- _Provided text_:
==*==
It does demonstrate that if you use a pool allocator, the deque behaviour becomes pooled.
Aside: Pool allocators exist that are able to forgo cleanup, which can be valid in some scenarios, e.g. where the entire memory pool lives on the stack anyways. This is a common allocation optimization technique, allowing large numbers of deallocations/destructions to be skipped.
Addressing some more points of your list:
Q. How can I specify an allocator of blocks for boost::container::deque
(blocks, not items!)?
A. I think the allocator is intrinsically always called for blocks,
because of how deques work.
Q. If there is a way, then will such specification support allocators
with state?
A. Standard library as well as Boost Container should all support
stateful allocators these days. When in doubt, Boost Container has your
back.
Q. If yes, then will the above-mentioned allocator go for it?
==*==
- _Exercise task A_: Rewrite the passage of the forum excerpt on deque allocators that opens with the words containing "It does demonstrate" and closes with "how deques work.", putting "chunks" in place of "blocks".
- _Exercise task B_: Please carry on the forum excerpt on deque allocators from the point where it stops.
==*==
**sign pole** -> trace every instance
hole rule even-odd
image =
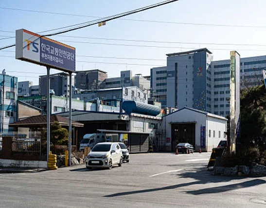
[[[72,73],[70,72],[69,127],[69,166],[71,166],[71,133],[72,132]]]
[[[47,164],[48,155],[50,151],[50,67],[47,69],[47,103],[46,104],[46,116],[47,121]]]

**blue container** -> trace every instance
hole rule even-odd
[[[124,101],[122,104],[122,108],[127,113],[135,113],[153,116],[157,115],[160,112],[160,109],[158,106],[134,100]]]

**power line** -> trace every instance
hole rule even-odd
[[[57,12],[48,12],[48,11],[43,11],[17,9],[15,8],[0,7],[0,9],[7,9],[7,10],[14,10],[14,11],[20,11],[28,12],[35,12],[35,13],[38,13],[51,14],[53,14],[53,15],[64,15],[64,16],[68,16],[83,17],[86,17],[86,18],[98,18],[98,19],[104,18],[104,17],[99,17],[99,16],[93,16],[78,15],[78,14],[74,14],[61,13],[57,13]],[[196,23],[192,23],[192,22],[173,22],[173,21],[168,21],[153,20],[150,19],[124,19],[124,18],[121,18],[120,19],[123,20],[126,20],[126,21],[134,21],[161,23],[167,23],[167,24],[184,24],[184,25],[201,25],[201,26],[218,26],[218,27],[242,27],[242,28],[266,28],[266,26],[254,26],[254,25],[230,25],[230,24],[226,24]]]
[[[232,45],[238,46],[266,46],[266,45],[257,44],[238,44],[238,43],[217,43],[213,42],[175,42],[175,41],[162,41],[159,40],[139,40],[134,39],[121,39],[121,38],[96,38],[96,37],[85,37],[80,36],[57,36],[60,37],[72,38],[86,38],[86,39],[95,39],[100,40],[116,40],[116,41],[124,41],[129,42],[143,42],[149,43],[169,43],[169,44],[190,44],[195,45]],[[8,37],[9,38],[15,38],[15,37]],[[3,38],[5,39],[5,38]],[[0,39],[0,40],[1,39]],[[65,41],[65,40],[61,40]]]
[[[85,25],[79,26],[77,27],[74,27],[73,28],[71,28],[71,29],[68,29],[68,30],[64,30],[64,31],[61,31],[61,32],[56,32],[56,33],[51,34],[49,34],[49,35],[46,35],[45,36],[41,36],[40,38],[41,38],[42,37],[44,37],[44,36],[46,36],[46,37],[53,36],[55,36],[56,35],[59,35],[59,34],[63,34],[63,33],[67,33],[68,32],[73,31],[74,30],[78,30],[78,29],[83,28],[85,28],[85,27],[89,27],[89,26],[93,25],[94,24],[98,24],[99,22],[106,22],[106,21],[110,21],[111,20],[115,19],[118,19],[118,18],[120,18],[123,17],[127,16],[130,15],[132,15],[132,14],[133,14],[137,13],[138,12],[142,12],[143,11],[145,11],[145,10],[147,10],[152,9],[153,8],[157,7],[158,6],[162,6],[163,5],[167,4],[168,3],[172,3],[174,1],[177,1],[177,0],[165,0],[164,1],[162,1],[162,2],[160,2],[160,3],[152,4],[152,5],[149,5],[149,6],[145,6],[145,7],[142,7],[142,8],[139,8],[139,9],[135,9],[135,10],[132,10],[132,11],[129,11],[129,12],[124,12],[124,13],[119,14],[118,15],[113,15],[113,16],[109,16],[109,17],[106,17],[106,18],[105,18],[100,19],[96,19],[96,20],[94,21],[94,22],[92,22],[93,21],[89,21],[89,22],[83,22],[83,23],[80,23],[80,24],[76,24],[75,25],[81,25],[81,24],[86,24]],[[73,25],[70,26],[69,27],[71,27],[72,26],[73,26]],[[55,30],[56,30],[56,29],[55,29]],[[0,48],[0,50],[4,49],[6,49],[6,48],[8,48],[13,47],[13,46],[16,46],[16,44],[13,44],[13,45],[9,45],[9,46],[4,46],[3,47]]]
==*==
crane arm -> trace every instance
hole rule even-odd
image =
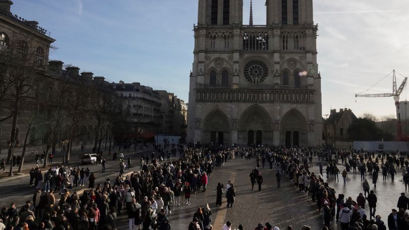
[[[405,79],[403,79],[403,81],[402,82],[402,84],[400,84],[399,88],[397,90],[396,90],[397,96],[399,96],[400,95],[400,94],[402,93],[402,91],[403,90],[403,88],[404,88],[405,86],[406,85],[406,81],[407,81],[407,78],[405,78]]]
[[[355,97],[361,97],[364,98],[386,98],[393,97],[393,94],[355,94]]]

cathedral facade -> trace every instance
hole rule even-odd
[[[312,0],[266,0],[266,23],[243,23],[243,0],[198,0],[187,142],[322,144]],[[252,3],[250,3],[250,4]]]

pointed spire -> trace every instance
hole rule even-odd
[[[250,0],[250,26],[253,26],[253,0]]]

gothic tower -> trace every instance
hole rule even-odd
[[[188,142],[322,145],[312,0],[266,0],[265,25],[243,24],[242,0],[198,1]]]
==*==
- _Written answer A_:
It does demonstrate that if you use a pool allocator, the deque behaviour becomes pooled.
Aside: Pool allocators exist that are able to forgo cleanup, which can be valid in some scenarios, e.g. where the entire memory pool lives on the stack anyways. This is a common allocation optimization technique, allowing large numbers of deallocations/destructions to be skipped.
Addressing some more points of your list:
Q. How can I specify an allocator of chunks for boost::container::deque
(chunks, not items!)?
A. I think the allocator is intrinsically always called for chunks,
because of how deques work.

- _Written answer B_:
A. I didn't look closely at it, but you may put it in the same test-bed
to find out
Q. After all, if not in this way, how can I make a deque that will not
deallocate at least one of its freed blocks and will reuse it later when a
new block will be needed?
A. See above. I'm not sure I understand the exact intent of the "at
least one" clause, but I did note that Boost's deque implementation does do
a "private map" allocation — presumably for some block accounting overhead
— that stays around until the deque object is destroyed. This allocation
doesn't happen at (default) construction, but later.